TASK GOAL: Retype the records below word for word and line for line, omitting the pictures.
## BEGIN RECORDED INFORMATION
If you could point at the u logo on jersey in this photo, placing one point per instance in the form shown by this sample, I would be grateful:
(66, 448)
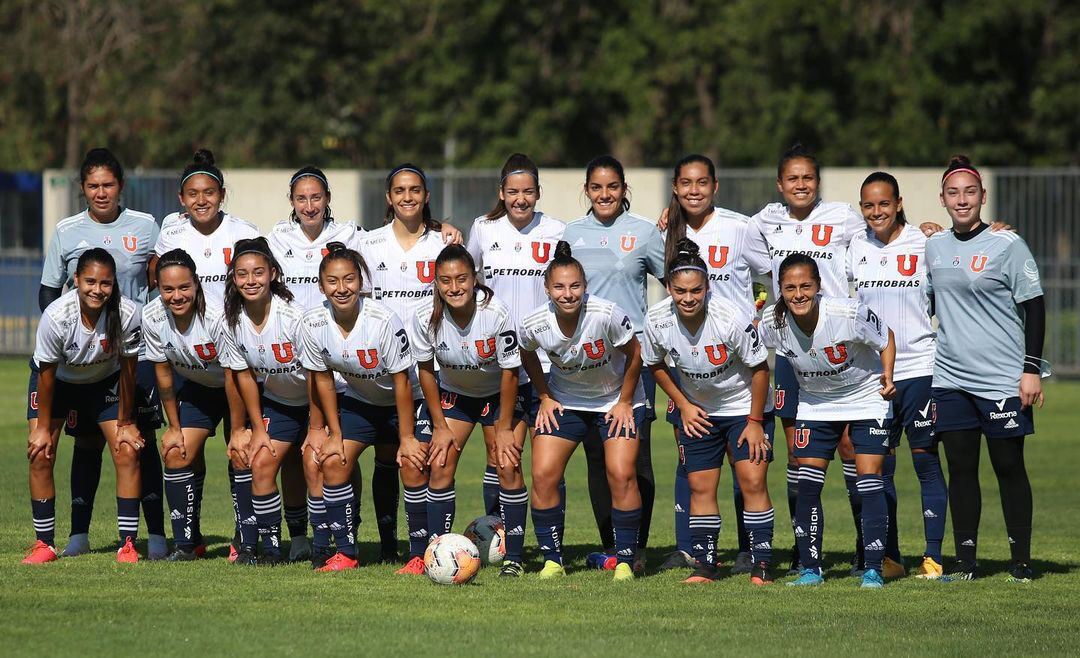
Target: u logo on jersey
(206, 351)
(368, 359)
(282, 351)
(837, 354)
(821, 233)
(717, 262)
(426, 270)
(541, 252)
(485, 348)
(594, 349)
(717, 353)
## END RECORDED INFORMATION
OUTPUT FOR THIS EXERCISE:
If you could point at the u logo on jersey in this photo, placing one point per instance in the form shown by this sample, I would be grateful:
(66, 448)
Target: u logo on jersey
(206, 351)
(368, 359)
(282, 351)
(837, 354)
(821, 233)
(717, 262)
(426, 270)
(541, 252)
(485, 348)
(594, 349)
(717, 353)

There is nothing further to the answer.